### PASSAGE GIVEN

After service of process in Illinois, McDonnell Douglas Corporation filed a general appearance. Conductron Corporation and McDonnell Douglas Electronics Company filed special and limited appearances. Both moved to quash service of process. Their motion was supported by affidavits and exhibits. Plaintiff filed a memorandum in opposition to the motions to quash. The trial court denied the motions and these defendants filed general appearances. Defendants raise the issue as to whether their activities constituted transaction of business within Illinois as to subject them to the jurisdiction of the Illinois courts>. Section 17 of the Civil Practice Act (Ill. Rev. Stat. 1977, ch. 110, par. 17) provides in relevant part:

"§ 17. Act submitting to jurisdiction — Process. (1) Any person, whether or not a citizen or resident of this State, who in person or through an agent does any of the acts hereinafter enumerated, thereby submits such person, and, if an individual, his personal representative, to the jurisdiction of the courts> of this State as to any cause of action arising from the doing of any such acts:

(a) The transaction of any business within this State."

### DATA PROVIDED
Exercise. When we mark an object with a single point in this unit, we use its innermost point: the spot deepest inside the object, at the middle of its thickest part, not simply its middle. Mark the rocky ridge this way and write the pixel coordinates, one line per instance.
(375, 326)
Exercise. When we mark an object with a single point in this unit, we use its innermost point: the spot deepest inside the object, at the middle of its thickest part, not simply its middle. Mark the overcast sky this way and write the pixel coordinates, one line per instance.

### SHORT TASK
Please carry on the passage about jurisdiction of the Illinois courts, picking up after its final sentence. None of the lines are needed for this.

### RESPONSE TO THE TASK
• 1, 2 In Braband v. Beech Aircraft Corp. (1978), 72 Ill.2d 548, 382 N.E.2d 252, the supreme court noted that two requisites must be met to enable a state to assert jurisdiction over a foreign corporation. The first requirement is that Federal concepts of due process must be satisfied. "[D]ue process requires only that in order to subject a defendant to a judgment in personam, if he be not present within the territory of the forum, he have certain minimum contacts with it such that the maintenance of the suit does not offend `traditional notions of fair play and substantial justice.'" International Shoe Co. v. Washington (1945), 326 U.S. 310, 316, 90 L.Ed. 95, 66 S.Ct. 154, cited in Braband, 72 Ill.2d 548, 553-54.

The second requirement is that the defendant corporation must have had such minimum contacts "with the state of the forum as make it reasonable, in the context of our federal system of government, to require the corporation to defend the particular suit which is brought there." (Shaffer v. Heitner (1977), 433 U.S. 186, 203-04, 53 L.Ed.2d 683, 697, 97 S.Ct. 2569, 2580, quoting from International Shoe, 326 U.S. 310, 317, 90 L.Ed. 95, 102, 66 S.Ct. 154, 158.) It has been stated that the contacts with the state of the forum must be sufficient "to make it reasonable and just according to our traditional concept of fair play and substantial justice * * *" to permit the State to enforce the claim. Gray v. American Radiator & Sanitary Corp. (1961), 22 Ill.2d 432, 438, 176 N.E.2d 761, quoting from International Shoe Co., 326 U.S. 310, 320, 90 L.Ed. 95, 104, 66 S.Ct. 154.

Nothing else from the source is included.